**Problem to work on**
Copy the line with "Practice. Pick out the light" and all lines following it through the last line of the entries, exactly as written.

———

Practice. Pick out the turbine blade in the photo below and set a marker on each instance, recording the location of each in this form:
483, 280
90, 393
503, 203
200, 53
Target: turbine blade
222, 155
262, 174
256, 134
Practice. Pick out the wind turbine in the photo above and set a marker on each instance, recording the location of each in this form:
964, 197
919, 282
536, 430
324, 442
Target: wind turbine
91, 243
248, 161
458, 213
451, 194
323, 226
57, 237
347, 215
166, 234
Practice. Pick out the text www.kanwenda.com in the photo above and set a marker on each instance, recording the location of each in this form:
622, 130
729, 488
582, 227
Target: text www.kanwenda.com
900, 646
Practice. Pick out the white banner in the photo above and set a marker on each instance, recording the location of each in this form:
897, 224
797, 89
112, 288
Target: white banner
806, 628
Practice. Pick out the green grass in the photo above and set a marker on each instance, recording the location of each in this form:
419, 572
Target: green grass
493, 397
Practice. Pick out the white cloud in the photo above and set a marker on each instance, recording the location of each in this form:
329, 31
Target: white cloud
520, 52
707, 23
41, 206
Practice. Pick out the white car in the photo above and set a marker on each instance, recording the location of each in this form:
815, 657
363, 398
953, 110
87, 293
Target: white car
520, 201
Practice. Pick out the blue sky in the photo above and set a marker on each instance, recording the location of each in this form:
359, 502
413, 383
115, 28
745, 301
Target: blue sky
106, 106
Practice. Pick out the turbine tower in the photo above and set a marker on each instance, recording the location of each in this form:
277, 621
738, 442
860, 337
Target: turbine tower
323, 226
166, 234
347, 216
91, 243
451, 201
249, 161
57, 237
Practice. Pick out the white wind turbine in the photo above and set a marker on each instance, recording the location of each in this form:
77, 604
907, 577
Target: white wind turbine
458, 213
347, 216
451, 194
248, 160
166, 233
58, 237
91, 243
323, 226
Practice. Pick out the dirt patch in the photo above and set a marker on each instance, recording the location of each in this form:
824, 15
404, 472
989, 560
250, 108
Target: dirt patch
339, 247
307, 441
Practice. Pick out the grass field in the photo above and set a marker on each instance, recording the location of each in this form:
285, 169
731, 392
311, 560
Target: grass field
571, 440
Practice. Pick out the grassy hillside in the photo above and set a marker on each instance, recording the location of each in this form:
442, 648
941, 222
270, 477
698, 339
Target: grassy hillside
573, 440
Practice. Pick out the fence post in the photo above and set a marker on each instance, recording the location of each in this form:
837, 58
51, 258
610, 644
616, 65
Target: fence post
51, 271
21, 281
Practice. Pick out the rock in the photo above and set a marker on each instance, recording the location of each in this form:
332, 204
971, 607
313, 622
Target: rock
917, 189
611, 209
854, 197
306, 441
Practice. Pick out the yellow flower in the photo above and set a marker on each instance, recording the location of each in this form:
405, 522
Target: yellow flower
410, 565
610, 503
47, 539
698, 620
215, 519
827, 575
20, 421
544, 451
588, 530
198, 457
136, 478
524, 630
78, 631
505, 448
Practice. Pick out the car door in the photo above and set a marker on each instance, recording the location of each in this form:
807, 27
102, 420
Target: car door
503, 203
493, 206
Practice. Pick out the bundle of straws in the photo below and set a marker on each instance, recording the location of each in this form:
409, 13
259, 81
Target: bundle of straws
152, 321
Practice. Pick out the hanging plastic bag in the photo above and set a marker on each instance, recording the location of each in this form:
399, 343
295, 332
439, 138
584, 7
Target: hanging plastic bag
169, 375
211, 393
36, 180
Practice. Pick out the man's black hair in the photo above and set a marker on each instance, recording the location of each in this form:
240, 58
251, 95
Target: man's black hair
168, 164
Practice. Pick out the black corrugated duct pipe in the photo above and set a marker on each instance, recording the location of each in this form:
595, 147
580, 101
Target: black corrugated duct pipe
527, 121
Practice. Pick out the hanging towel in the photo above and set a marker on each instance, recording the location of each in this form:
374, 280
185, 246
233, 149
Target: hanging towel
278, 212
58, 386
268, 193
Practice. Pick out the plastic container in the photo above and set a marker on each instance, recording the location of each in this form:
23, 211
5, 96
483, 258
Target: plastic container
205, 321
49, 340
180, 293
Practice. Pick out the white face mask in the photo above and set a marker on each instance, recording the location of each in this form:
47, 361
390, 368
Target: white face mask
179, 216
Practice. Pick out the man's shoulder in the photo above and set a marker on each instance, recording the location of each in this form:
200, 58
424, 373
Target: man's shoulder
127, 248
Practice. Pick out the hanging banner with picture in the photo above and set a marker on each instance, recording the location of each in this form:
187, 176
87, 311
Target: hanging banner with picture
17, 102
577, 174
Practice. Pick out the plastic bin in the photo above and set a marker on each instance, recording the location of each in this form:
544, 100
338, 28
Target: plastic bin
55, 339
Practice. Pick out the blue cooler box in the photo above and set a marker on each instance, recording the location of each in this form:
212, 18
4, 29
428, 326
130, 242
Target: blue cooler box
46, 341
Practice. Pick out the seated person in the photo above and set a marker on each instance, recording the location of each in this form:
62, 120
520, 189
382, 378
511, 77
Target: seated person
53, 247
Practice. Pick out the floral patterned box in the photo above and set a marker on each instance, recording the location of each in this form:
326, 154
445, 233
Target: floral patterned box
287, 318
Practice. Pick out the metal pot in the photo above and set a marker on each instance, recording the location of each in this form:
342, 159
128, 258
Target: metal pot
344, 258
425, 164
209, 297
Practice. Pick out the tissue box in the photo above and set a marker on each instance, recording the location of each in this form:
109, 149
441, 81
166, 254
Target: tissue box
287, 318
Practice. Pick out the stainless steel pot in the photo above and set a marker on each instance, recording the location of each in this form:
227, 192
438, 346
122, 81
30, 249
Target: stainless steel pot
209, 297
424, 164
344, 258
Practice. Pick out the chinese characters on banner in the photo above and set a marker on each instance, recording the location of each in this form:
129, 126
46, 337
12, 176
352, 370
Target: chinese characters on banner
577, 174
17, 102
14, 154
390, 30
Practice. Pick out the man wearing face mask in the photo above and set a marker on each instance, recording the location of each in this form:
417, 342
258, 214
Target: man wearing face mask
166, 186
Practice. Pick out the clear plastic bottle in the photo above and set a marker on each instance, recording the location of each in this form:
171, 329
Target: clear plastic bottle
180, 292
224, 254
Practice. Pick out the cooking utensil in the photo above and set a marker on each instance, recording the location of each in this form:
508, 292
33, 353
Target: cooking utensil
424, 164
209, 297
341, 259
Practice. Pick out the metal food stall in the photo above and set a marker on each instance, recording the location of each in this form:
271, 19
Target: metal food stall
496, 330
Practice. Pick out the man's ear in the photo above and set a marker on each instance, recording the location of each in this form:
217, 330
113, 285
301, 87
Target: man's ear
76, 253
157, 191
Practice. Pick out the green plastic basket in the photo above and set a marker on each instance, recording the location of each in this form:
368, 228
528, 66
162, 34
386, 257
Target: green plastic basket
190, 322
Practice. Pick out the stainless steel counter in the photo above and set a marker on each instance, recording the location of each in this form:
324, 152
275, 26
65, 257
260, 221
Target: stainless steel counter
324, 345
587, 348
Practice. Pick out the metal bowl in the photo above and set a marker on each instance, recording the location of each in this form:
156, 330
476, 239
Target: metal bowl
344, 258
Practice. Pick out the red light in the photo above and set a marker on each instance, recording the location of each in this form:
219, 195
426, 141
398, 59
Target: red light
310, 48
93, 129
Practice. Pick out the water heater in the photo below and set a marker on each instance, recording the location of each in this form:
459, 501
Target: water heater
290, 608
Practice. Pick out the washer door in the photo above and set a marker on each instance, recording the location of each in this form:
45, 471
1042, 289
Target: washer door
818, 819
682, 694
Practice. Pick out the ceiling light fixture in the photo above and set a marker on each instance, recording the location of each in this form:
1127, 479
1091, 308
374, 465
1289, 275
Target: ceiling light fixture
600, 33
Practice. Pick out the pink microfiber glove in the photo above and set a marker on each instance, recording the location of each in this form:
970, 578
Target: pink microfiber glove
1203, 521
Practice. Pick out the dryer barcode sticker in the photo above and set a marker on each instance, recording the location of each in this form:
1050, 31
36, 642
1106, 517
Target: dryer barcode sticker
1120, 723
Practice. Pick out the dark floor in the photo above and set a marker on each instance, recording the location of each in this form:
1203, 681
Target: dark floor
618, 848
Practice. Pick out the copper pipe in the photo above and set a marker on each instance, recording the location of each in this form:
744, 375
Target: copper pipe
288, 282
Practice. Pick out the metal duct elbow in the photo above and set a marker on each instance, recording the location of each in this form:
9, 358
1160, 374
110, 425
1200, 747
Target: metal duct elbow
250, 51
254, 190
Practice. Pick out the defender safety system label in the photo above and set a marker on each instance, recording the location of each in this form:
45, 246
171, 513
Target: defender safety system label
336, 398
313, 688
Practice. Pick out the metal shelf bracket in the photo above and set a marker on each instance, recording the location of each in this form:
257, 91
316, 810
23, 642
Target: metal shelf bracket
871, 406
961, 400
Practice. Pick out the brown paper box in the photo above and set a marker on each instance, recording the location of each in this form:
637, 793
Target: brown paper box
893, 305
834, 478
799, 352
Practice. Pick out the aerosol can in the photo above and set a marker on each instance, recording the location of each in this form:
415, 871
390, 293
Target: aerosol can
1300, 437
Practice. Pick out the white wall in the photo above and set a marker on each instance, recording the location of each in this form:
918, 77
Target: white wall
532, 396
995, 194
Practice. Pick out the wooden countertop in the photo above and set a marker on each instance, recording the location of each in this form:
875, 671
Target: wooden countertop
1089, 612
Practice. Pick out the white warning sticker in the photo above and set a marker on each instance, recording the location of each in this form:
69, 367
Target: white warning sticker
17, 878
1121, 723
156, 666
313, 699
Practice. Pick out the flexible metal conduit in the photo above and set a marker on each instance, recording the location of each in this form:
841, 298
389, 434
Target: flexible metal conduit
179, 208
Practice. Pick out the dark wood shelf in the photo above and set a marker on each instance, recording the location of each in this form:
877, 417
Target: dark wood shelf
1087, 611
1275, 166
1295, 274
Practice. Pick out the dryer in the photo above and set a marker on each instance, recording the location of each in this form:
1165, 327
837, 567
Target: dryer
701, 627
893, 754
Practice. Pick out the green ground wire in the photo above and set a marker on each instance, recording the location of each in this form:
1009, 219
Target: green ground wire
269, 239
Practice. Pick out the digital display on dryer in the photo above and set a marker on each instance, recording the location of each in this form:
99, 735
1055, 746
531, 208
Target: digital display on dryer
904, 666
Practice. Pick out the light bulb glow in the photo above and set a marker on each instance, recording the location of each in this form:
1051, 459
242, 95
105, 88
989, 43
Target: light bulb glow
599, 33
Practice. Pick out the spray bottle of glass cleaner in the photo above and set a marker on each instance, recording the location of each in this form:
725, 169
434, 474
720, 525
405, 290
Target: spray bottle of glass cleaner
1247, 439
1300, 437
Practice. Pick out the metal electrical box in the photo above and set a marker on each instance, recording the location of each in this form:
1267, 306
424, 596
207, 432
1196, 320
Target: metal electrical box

———

**Task response**
Practice. Pick out the light bulb glow in the photo above and set a marker on each instance, recording the location of each in this form:
1051, 459
242, 95
105, 88
989, 43
Target: light bulb glow
599, 33
Practice. Pick out the spray bottle of glass cleaner in the photo above and set a marker on each instance, recording the location of each in this form:
725, 169
434, 474
720, 525
405, 290
Target: spray bottle of glass cleaner
1247, 439
1300, 437
Practice. Pick out the metal electrical box in the photo above and set a marker on each instance, recording the location of each in this form:
1267, 306
424, 596
207, 432
1196, 320
Target: metal electrical box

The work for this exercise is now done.